## Tasks to perform
#1 In the forum thread, give the username of each poster whose post opens with a line of the form "Name said:".
#2 Reproduce the forum thread word for word, from "ofcourse europe also" up to and including "with the US.".

## Text extract
"""

I'm looking forward to travelling to Europe... I would like to see such things for myself. Until then, I can't begin to fathom why American squatters are so different. Maybe it comes down to cultural history? The American zeitgeist certainly differs from that of European countries.


----------



## pigpen

Missy said:


> Do they teach that on the GED test yet?



so just because one dropped out of high school, they must be an uneducated dingus, incapable of forming a well regimented, coherent argument?

i'm not saying i agree with with liz, but the sentiment underlining your statement was pretty fucked up and kinda ignorant.

-some dude who dropped outta high school and got his GED.


----------



## Hippy Panda

the ged test is actuly harder then highschool i graduated highschool and checked out my best friends "pre Test" thing for his ged and i probly wouldnt have passed. lol so fail!


----------



## xbocax

yah the sites kinda a bust
at best has a good starter points for traveling
a slightly less then ok place to meet like minded individuals
i met more cool people on the road in a week then here for a year
but they do spring up i guess
oh yah and its cool when you want to prove how much better your opinion is then everyone elses


----------



## slurricane




----------



## CXR1037

great thread, 5/5 stars.

" i met more cool people on the road in a week then here for a year"

WORD


----------



## oki

Margarita said:


> I'm looking forward to travelling to Europe... I would like to see such things for myself. Until then, I can't begin to fathom why American squatters are so different. Maybe it comes down to cultural history? The American zeitgeist certainly differs from that of European countries.


european squat scenes can be very political, in the past it became a way for anarchist/autonome people to do their own thing. a lot of the bigger squats are very organised, have vegan restaurants bars, activities, giveawaystores, etc etc. its nice, not hard to find a quat in a big city and become part of that scene, and get some help.
ofcourse europe also has the more individual hobo scene, which is probably more like the US, life can be very hard then.
for example in holland, if you used to squat a building that had been empty for a year, you could legally stay and get electricity and gas, and youd have a completely functioning place. i guess thats a huge diference with the US.
anyway, its also changing in europe. squatting is beeing banned and less tolerated more and more...


----------



## hutchie

ya know, when a troll thread is the hottest one running on the forum maybe she is right ... hell, i move to sticky it. also, DONT FEED THE FUCKING TROLLS


----------



## Margarita

> DONT FEED THE FUCKING TROLLS


I think people are getting too loose of a definition of trolling. It used to be reserved for very specific, very annoying behavior, and now when someone says something you don't like in a way you don't like, they're trolling?
I may or may not agree with anyone in this thread, including the original poster, but I don't see any trolls, just people who aren't willing to see the point and discuss it like rational people.
I'm sorry if this offends anyone; that's not my intent. But I do feel the need to say these things, because they're my thoughts and free expression is important.


----------



## hutchie

trolling (in my experience) is saying something outlandish just to get a rise out of people for a laugh, and as always someone falls for it. anyways, im not offended by anyones opinion. i just tend to disagree with you.. i really don't want anything else do with this thread. i was actually gonna pm you about something earlier. maybe you can persuade me to your way of thinking sometime


----------



## Matt Derrick

Margarita said:


> I think people are getting too loose of a definition of trolling. It used to be reserved for very specific, very annoying behavior, and now when someone says something you don't like in a way you don't like, they're trolling?
> I may or may not agree with anyone in this thread, including the original poster, but I don't see any trolls, just people who aren't willing to see the point and discuss it like rational people.

"""

## Data entries
"""

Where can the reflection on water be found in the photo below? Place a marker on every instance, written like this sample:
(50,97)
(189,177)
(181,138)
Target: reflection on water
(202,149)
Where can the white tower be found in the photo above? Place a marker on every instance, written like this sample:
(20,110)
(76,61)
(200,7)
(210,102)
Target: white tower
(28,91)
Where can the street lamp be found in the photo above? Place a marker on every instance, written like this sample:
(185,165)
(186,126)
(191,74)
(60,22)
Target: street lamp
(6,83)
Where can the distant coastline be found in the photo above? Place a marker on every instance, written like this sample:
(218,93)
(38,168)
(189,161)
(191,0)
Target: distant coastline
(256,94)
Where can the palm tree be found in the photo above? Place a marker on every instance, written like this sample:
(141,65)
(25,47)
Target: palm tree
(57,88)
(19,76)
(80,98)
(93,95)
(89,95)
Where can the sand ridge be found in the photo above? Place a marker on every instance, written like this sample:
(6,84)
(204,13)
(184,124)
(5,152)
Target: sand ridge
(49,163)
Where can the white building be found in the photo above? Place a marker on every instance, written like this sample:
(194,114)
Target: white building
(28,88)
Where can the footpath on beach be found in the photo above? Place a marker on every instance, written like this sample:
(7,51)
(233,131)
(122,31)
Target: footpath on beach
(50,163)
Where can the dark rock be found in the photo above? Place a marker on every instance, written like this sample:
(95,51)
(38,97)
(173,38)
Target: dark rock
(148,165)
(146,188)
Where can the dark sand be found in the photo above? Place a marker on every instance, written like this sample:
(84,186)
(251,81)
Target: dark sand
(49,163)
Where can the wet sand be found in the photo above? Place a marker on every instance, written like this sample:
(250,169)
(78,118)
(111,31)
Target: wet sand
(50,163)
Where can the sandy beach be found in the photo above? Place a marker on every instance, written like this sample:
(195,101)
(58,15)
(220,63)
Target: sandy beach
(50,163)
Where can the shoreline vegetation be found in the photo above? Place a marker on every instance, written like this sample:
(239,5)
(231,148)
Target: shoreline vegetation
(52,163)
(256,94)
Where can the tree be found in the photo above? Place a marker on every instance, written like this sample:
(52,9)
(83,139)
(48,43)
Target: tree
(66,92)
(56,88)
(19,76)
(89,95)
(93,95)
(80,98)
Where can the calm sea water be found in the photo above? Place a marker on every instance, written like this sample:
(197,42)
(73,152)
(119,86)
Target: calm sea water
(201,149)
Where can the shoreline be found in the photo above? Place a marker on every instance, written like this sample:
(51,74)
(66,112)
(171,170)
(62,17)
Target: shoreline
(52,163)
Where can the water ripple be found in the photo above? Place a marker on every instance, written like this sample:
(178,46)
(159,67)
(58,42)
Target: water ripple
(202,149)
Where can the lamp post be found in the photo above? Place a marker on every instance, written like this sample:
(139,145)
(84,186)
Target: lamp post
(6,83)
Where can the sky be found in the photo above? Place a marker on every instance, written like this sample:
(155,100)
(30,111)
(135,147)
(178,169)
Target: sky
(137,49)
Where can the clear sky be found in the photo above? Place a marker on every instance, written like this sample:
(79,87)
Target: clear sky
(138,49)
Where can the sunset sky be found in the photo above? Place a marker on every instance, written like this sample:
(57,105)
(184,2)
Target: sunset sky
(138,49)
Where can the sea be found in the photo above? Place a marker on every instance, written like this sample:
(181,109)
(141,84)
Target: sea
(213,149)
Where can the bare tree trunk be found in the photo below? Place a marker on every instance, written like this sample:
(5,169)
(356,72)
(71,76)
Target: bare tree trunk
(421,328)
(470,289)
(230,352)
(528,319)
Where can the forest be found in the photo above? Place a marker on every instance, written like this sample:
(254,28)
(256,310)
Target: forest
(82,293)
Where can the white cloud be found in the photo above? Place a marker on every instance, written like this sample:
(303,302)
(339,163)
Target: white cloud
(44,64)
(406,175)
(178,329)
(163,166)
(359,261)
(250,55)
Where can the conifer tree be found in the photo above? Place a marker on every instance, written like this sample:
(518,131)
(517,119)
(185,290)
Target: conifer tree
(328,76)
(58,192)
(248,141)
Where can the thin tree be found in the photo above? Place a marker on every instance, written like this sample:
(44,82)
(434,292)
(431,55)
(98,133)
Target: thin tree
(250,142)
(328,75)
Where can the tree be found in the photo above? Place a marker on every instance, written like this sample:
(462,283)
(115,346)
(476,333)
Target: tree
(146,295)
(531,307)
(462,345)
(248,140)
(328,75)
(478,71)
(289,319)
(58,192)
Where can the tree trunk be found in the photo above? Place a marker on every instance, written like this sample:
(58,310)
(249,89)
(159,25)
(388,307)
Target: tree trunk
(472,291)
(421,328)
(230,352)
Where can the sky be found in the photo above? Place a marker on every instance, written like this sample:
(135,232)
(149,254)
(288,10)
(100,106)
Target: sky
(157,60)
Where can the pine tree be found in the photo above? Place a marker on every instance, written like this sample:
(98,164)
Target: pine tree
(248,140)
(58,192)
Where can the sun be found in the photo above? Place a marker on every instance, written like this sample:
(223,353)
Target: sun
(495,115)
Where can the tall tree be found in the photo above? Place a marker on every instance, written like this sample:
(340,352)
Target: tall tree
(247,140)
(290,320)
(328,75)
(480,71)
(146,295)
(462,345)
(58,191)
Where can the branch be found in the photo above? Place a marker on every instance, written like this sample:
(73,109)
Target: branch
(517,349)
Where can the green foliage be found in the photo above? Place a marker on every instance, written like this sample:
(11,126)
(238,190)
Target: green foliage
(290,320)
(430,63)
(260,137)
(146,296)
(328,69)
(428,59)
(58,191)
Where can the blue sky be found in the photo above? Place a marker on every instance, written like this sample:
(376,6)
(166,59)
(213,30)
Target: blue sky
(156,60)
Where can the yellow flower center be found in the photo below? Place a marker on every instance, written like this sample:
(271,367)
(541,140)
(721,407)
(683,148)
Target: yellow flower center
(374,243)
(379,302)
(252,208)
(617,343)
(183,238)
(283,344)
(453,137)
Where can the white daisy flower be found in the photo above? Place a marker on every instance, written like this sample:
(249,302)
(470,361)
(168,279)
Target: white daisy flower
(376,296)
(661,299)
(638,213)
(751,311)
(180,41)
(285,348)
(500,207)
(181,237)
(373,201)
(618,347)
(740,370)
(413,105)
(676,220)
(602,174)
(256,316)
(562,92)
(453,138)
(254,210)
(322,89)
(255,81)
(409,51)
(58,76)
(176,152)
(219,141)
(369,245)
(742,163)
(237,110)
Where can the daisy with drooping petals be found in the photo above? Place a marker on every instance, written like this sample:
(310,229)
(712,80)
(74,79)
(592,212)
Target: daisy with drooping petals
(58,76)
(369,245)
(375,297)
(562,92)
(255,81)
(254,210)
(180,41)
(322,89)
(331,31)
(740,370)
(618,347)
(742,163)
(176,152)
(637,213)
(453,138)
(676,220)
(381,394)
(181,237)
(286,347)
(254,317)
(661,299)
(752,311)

"""

## Answers to each task
#1 pigpen, oki, Matt Derrick

#2
ofcourse europe also has the more individual hobo scene, which is probably more like the US, life can be very hard then.
for example in holland, if you used to squat a building that had been empty for a year, you could legally stay and get electricity and gas, and youd have a completely functioning place. i guess thats a huge diference with the US.